WHAT THE TASK ASKS
Lines before the one with "category is decorative" are left out; return that line and all that follow it, exactly, through the end of the data.
### THE DATA ###
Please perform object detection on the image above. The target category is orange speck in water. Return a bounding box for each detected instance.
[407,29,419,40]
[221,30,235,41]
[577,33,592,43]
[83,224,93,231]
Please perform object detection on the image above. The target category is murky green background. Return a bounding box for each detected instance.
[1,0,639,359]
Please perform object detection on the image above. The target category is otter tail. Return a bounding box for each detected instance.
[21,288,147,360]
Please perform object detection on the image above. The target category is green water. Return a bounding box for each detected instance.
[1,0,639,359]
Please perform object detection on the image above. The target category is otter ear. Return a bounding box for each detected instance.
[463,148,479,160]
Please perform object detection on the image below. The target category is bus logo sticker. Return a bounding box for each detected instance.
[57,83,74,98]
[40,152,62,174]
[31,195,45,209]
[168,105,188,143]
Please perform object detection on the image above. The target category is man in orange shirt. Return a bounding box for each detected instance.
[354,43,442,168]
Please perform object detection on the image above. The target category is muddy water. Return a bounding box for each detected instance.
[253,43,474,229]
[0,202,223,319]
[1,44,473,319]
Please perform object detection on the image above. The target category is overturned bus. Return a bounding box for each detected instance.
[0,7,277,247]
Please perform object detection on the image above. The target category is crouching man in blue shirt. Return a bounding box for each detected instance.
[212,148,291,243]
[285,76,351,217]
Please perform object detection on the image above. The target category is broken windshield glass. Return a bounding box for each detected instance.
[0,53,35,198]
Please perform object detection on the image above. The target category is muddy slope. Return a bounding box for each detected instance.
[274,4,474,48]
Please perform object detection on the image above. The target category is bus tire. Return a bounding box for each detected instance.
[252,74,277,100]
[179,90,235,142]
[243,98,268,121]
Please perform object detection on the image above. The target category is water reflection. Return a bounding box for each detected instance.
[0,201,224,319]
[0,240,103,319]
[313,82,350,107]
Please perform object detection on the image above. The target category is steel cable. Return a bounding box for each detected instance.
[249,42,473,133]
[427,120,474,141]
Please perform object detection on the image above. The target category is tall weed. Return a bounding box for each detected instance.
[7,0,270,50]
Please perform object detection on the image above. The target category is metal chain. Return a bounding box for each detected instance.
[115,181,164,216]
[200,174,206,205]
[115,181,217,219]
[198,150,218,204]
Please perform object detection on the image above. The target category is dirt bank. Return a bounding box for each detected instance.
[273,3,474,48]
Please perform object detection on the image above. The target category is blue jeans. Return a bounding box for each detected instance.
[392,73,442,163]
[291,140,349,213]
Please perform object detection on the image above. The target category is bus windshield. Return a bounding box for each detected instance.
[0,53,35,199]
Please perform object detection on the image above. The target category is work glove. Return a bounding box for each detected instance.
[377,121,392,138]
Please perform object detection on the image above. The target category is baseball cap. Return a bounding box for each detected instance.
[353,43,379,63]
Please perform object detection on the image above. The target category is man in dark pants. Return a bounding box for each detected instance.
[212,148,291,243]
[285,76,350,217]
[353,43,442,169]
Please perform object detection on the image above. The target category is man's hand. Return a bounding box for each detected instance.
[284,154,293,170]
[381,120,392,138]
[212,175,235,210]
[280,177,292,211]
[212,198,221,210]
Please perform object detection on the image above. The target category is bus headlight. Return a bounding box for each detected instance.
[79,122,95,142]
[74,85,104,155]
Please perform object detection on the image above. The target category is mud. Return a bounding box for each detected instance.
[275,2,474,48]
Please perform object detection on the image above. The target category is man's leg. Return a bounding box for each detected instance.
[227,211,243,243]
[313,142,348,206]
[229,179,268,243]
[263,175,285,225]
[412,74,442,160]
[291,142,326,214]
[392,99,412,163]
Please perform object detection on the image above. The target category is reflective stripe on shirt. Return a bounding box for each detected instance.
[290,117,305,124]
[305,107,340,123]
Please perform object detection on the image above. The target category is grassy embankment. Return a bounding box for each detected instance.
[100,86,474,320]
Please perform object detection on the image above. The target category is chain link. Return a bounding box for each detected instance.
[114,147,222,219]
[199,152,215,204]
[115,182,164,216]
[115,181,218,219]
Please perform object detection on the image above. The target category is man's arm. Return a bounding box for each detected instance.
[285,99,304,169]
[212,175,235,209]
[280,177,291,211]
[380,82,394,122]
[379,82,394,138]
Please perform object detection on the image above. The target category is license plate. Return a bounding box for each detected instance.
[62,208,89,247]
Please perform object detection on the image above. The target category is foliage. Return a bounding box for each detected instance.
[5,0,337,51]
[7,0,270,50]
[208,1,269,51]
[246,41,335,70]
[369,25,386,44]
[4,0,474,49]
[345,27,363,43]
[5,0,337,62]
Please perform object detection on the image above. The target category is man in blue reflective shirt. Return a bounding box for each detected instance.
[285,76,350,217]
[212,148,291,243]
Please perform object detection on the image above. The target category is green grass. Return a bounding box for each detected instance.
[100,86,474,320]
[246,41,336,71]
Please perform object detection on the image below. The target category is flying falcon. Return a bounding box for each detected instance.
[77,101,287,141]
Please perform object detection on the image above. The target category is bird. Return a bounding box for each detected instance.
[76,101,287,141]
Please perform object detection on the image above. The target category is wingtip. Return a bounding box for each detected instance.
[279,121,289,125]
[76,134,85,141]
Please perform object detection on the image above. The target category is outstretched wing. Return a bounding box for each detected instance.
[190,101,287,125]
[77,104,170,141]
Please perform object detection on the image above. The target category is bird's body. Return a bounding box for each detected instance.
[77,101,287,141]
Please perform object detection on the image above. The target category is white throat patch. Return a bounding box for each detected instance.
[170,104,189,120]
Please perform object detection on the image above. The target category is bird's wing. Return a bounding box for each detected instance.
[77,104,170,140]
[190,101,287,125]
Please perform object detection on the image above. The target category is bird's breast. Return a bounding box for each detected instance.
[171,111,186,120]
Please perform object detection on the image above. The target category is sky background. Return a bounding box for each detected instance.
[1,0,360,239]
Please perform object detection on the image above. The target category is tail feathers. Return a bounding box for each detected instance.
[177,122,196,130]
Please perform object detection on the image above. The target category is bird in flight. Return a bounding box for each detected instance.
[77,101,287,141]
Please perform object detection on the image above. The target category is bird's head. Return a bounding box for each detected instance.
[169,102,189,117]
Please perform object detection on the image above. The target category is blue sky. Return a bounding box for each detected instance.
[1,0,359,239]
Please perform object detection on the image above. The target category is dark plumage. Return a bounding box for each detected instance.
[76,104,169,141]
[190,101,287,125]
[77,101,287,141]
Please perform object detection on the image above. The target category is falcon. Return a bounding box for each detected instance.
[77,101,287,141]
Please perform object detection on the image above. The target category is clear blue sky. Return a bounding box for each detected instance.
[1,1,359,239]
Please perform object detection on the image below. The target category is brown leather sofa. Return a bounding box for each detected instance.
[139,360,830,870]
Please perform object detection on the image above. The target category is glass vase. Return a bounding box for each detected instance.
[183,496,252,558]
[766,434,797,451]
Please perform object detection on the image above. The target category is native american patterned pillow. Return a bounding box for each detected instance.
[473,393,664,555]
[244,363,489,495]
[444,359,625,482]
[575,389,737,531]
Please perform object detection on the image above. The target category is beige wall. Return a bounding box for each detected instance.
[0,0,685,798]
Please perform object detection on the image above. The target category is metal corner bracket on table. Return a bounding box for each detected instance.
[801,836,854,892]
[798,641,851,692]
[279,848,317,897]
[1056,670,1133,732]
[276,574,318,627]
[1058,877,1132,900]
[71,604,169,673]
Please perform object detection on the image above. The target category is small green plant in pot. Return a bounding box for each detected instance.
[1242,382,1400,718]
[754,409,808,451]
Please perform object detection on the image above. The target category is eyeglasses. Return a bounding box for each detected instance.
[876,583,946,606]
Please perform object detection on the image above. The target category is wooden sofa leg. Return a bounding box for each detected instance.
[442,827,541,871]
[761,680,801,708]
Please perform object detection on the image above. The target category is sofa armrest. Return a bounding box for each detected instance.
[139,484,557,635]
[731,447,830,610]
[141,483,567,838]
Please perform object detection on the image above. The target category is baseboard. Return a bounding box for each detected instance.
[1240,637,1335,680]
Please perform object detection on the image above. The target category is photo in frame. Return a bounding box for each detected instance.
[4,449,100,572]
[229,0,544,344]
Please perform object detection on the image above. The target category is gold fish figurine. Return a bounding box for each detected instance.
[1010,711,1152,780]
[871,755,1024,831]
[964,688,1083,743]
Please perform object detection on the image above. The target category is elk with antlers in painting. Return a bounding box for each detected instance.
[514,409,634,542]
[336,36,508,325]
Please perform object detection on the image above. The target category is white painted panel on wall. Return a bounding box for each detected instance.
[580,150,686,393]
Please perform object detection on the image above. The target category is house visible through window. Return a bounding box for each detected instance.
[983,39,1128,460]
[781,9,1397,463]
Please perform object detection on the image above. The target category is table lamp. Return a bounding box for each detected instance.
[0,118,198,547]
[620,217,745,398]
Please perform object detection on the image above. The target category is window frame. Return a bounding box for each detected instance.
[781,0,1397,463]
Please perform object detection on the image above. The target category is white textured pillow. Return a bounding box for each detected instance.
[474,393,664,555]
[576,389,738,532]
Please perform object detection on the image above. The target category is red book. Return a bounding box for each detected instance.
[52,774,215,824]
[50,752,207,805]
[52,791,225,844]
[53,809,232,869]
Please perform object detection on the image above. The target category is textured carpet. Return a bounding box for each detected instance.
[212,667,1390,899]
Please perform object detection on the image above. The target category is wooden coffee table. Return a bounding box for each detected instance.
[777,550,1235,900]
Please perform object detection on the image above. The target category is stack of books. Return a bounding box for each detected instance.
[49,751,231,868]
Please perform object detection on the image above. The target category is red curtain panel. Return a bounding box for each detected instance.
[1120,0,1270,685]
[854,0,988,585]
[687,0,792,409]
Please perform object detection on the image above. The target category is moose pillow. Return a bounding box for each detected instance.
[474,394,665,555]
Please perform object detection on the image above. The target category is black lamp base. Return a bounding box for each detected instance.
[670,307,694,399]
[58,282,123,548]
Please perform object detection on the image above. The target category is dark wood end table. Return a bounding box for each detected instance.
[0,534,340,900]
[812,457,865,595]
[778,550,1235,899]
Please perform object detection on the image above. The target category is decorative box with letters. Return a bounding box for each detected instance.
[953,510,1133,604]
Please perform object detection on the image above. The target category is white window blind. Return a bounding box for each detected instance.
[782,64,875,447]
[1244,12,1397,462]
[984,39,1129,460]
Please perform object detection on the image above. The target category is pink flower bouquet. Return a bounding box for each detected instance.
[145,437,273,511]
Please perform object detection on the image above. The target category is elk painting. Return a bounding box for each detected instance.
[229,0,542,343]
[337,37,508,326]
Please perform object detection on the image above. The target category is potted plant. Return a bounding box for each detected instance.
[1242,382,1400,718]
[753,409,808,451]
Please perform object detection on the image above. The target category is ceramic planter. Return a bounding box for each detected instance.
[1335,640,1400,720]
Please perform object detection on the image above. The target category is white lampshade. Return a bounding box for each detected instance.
###
SOLUTION FOR THIS EXERCISE
Please perform object detection on the image above. The target category is decorative box with letters. Return a bounding box for each detected instance.
[953,510,1133,604]
Please perform object detection on the image above. The target category is white window blind. Return a bounding box for each detected instance.
[782,64,875,447]
[1244,12,1397,462]
[984,39,1129,460]
Please perform object detection on the image above. The target category is pink flower bouquet. Return a bounding box for each detected instance.
[145,437,273,511]
Please perform object detection on the image above. The target category is elk painting. Return a bounding box for each detected instance.
[229,0,542,343]
[337,37,508,326]
Please perform object detection on the image above. The target category is potted plant. Return a bounding box for each detected instance.
[1242,382,1400,718]
[753,409,808,451]
Please perform object detection on the image above. The target category is ceramic planter. Return a bounding box for each detected instance.
[1335,640,1400,720]
Please perform object detection on the image above. The target category is white lampshade. Return a bounding box for each detected instance.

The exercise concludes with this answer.